_Aim of the exercise_
Using the data below, please return every line exactly as given.
──────── Information given
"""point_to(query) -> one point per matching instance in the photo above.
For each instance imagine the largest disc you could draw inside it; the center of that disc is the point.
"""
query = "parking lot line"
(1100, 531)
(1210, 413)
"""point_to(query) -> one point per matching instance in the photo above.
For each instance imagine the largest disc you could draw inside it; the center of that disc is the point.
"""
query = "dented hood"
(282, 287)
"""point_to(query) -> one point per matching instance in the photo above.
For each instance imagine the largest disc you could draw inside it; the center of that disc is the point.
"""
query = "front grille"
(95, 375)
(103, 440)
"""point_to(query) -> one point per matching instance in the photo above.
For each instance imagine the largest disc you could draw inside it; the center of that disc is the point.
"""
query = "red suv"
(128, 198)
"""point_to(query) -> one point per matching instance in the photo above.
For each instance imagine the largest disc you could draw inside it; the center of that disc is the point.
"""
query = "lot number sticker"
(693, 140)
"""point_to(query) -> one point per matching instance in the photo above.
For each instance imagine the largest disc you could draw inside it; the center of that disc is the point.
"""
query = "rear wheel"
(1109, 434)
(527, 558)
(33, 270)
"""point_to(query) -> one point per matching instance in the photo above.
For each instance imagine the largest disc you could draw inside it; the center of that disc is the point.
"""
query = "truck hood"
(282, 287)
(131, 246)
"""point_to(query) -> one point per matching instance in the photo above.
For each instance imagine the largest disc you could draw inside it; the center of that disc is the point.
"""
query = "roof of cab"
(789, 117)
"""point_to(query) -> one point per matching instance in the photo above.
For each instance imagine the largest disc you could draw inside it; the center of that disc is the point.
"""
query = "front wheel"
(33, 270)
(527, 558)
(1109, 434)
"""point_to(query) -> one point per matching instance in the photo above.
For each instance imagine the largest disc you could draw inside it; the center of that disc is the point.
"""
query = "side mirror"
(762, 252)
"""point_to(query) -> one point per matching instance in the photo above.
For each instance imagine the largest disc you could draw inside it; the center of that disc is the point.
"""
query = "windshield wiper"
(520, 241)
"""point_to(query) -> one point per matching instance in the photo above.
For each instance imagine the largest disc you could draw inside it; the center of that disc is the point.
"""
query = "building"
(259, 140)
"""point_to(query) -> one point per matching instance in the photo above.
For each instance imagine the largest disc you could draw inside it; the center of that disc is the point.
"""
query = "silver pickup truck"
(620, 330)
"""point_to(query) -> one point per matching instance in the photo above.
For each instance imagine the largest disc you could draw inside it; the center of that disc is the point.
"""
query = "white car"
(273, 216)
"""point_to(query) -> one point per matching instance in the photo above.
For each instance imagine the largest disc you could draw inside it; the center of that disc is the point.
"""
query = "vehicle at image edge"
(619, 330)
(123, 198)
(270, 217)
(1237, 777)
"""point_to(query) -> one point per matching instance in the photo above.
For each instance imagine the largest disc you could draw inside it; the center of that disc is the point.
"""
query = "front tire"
────────────────
_Solution below_
"""point_to(query) -> one point per matching instance in the photo above.
For each instance imagine the largest disc you could draw inside it; the center of that disc is the point.
"""
query = "parking lot line"
(1100, 531)
(1210, 413)
"""point_to(query) -> one point per matching instance in the photo above.
For each instance imagine the largest disc you could draw inside it; the center of that disc is the point.
"""
query = "dented hood"
(282, 287)
"""point_to(query) -> one point per matching instance in the photo above.
For each instance imagine the largest disc you could draw inside it; the center of that disc is the point.
"""
query = "front grille"
(95, 375)
(103, 440)
"""point_to(query) -> one point per matching instance in the photo above.
For each instance imagine the largest disc you could draw inside it; the center of that disc is the point.
"""
query = "red suv"
(128, 198)
"""point_to(query) -> one point per matching instance in the photo above.
For each instance imagine the largest disc you could draw inside it; the center of that disc is the point.
"""
query = "lot number sticker"
(693, 140)
"""point_to(query) -> one point per matching instance in the photo above.
For each instance imagine the largest disc you could draw inside it; the center of that disc is the point.
"""
query = "rear wheel"
(1109, 434)
(527, 558)
(33, 270)
"""point_to(query) -> one point per matching instance in the photo above.
For each instance imagine the largest disc you could draw inside it; the center of that disc is the point.
"""
query = "truck hood"
(282, 287)
(131, 246)
"""point_to(query) -> one point per matching instance in the photo above.
For each instance imagine the largest disc you could draw inside it; the center of that disc is the point.
"""
query = "roof of cab"
(789, 117)
"""point_to(query) -> one point per matching instance in the photo above.
For each instance imagine the largest disc you could draw inside it; the center of that disc is the point.
"""
query = "front wheel"
(33, 270)
(527, 558)
(1109, 434)
"""point_to(query) -> one point per matching instance in the photo above.
For each instance imagine the largest disc you could draw inside it; the center of that disc is the point.
"""
query = "side mirror"
(762, 252)
"""point_to(query) -> one point per matching instance in the photo above.
For each instance imagine the largest disc you could draw inside it; the center of that disc is the point.
"""
query = "windshield wiper"
(520, 241)
"""point_to(query) -> one point per matching instance in the photo above.
For each instance imagine the largest disc you could draw inside it; the center of that disc is the point.
"""
query = "building"
(259, 140)
"""point_to(query) -> one point per matching instance in the photo above.
For each instance imagine the largest disc you could draw inside it; the center of that disc is the point.
"""
query = "silver pickup truck"
(620, 330)
"""point_to(query) -> one point per matching instance in the photo above.
For each instance imagine the largest disc you could draw inside it; the center of that disc is the point.
"""
query = "white car"
(273, 216)
"""point_to(query) -> one point per matching instance in the photo above.
For each instance imagine the largest disc you could draw inside it; the center of that disc is the point.
"""
query = "vehicle at image edge"
(619, 330)
(123, 198)
(270, 217)
(1237, 777)
"""point_to(query) -> one point per matching instance in the photo above.
For each instance imagine the largest disc you could draw inside it; the center of that disc is the point.
"""
query = "front tire"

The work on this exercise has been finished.